§ Source excerpt
***

# How are my Virginians?



## slipperheads

Hey everyone, long time no see!

I have been living in Belgium the past few months and will be moving up to northern Virginia for an internship this summer. My trio of SIs are doing very well and am considering redoing the tank to put in plants that are more conducive to breeding! I am also working on a 200+ gallon build as well.

*I certainly hope we can all get together this summer for a nice meet and greet again.*

Will


----------



## Leaf28

I'm a Virginian also in nova.
I don't know who you are, but Im always looking for new friends
especially in the hobby. Im a member of Wamas the local reef
club.Maybe we can start a herp club.


----------



## slipperheads

Hey there buddy. I've been a member of the PDF hobby since 2007 but have trimmed down my collection to a couple tanks and one species. If you would like help with anything, let me know. 

How about we post our emails if we are not on the forum regularly so that we can contact each other for meets/ emergencies?

Will

hansonwg [at] live.com


----------



## mrzoggs

[email protected]

Hopefully we can get another meet going soon!


----------



## DarkElvis

i gotta ease into all this. i can already tell i need a new tank and i havent put frogs in my tank yet. they just have to "appear" one day... the wife may try to raise a hand to me.


----------



## Armson

I am not sure how many of us are up here in NOVA. 

I would venture a guess of about 20-30 some are more active than others. 



Eric usually is the leader of meetings in this area. 



-B


----------



## CJW

I'm right here in springfield. I don't really keep a whole lot lot at home but I've got a few frogs and toads (plus more nikita tads than I ever intended)


----------



## mrzoggs

Anyone in 757 besides darkelvis, eyeviper, and myself?


----------



## Chazuta

Leaf28 said:


> I'm a Virginian also in nova.

***

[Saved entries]
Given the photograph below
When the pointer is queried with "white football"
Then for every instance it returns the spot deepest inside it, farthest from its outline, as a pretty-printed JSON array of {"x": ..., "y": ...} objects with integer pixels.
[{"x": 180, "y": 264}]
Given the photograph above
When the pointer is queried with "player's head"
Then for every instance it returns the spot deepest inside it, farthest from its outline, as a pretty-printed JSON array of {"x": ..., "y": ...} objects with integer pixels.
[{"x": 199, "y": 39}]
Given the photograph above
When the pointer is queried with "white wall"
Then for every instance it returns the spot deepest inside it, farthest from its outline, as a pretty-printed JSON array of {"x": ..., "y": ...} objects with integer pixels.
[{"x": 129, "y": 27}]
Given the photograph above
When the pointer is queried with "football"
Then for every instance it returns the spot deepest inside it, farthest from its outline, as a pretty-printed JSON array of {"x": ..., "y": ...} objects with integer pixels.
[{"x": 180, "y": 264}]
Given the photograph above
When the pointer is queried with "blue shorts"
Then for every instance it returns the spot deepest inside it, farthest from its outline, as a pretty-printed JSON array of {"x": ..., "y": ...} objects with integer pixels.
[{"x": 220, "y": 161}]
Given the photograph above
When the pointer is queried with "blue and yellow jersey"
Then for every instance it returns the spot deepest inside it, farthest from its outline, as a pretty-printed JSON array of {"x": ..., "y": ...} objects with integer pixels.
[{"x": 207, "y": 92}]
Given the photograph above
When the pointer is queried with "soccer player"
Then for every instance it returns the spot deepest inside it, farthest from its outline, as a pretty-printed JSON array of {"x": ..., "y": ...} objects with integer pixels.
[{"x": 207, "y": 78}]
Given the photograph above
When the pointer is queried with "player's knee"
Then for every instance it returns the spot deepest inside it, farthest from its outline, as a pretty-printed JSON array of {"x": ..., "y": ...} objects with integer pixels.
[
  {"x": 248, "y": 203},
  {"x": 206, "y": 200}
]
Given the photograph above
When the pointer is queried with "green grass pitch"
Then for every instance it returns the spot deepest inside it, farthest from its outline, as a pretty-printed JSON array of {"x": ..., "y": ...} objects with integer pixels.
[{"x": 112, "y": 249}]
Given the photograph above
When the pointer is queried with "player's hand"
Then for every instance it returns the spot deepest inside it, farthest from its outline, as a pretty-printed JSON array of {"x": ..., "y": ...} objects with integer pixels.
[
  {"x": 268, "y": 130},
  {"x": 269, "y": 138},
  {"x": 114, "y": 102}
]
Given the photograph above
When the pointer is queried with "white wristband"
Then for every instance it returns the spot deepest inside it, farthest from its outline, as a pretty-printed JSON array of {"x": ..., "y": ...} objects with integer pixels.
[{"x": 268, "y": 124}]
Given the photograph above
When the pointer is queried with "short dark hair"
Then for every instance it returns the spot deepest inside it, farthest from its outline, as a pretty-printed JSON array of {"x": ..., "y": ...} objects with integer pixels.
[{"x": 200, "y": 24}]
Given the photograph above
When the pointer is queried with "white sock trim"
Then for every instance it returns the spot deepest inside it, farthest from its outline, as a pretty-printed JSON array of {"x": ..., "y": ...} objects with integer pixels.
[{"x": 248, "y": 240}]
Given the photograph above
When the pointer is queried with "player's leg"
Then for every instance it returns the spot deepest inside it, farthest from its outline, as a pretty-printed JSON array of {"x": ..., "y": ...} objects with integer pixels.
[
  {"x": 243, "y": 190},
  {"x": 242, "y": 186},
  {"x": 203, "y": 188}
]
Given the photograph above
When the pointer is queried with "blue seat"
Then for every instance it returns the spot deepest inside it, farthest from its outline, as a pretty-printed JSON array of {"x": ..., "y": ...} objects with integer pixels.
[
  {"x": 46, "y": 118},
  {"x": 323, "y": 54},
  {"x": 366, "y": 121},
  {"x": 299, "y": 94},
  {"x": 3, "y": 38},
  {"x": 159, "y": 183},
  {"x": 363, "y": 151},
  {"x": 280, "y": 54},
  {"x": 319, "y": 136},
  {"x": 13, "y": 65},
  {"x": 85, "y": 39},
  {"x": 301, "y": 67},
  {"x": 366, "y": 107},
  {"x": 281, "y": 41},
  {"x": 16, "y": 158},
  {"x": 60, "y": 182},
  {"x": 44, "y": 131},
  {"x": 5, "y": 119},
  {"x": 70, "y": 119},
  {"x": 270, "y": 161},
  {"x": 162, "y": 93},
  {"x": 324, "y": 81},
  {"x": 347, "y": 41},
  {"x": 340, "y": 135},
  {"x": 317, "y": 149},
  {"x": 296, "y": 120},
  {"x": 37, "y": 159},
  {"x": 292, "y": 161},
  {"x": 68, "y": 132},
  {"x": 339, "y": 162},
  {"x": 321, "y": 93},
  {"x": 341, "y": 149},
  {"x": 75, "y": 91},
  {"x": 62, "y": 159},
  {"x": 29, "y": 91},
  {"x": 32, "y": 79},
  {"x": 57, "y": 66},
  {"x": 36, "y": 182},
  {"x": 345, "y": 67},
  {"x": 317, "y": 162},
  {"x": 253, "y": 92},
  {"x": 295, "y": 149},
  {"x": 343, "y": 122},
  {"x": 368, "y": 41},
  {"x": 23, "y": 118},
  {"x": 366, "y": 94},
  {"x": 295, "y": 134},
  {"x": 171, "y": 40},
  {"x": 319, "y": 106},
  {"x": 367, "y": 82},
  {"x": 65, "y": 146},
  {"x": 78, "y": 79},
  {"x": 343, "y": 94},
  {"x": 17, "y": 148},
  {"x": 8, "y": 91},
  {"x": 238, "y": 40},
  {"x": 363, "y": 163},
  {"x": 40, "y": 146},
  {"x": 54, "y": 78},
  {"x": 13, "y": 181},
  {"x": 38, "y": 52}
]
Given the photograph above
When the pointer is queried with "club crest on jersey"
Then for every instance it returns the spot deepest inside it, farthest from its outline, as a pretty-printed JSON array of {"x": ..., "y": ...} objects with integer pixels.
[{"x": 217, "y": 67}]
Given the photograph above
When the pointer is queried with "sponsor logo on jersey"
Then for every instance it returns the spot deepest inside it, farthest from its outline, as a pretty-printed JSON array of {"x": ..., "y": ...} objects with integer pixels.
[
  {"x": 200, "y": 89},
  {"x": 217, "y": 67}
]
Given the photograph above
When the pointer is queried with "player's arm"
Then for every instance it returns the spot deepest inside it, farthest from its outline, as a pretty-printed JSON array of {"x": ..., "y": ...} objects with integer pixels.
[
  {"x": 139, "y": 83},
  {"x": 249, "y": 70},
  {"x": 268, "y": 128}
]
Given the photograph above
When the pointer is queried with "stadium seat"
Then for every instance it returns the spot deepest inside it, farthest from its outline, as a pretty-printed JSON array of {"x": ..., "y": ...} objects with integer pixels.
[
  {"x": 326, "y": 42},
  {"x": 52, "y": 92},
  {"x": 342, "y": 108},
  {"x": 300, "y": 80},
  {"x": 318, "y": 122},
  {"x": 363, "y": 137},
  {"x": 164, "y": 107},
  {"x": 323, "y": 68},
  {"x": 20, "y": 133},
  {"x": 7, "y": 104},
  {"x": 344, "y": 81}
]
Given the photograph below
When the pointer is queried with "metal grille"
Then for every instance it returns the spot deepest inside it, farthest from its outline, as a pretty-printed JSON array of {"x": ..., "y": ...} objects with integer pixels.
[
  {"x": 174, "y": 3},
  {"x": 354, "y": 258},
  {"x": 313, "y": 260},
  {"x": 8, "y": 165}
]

***

§ Set tasks
a. Reproduce the Virginia forum thread in full, word for word.
b. Collect every line of the listing that contains the string "white", matching case exactly.
The listing has no connection to the Virginia forum thread.

§ Task results
a.
# How are my Virginians?



## slipperheads

Hey everyone, long time no see!

I have been living in Belgium the past few months and will be moving up to northern Virginia for an internship this summer. My trio of SIs are doing very well and am considering redoing the tank to put in plants that are more conducive to breeding! I am also working on a 200+ gallon build as well.

*I certainly hope we can all get together this summer for a nice meet and greet again.*

Will


----------



## Leaf28

I'm a Virginian also in nova.
I don't know who you are, but Im always looking for new friends
especially in the hobby. Im a member of Wamas the local reef
club.Maybe we can start a herp club.


----------



## slipperheads

Hey there buddy. I've been a member of the PDF hobby since 2007 but have trimmed down my collection to a couple tanks and one species. If you would like help with anything, let me know. 

How about we post our emails if we are not on the forum regularly so that we can contact each other for meets/ emergencies?

Will

hansonwg [at] live.com


----------



## mrzoggs

[email protected]

Hopefully we can get another meet going soon!


----------



## DarkElvis

i gotta ease into all this. i can already tell i need a new tank and i havent put frogs in my tank yet. they just have to "appear" one day... the wife may try to raise a hand to me.


----------



## Armson

I am not sure how many of us are up here in NOVA. 

I would venture a guess of about 20-30 some are more active than others. 



Eric usually is the leader of meetings in this area. 



-B


----------



## CJW

I'm right here in springfield. I don't really keep a whole lot lot at home but I've got a few frogs and toads (plus more nikita tads than I ever intended)


----------



## mrzoggs

Anyone in 757 besides darkelvis, eyeviper, and myself?


----------



## Chazuta

Leaf28 said:


> I'm a Virginian also in nova.

b.
When the pointer is queried with "white football"
When the pointer is queried with "white wall"
When the pointer is queried with "white wristband"
When the pointer is queried with "white sock trim"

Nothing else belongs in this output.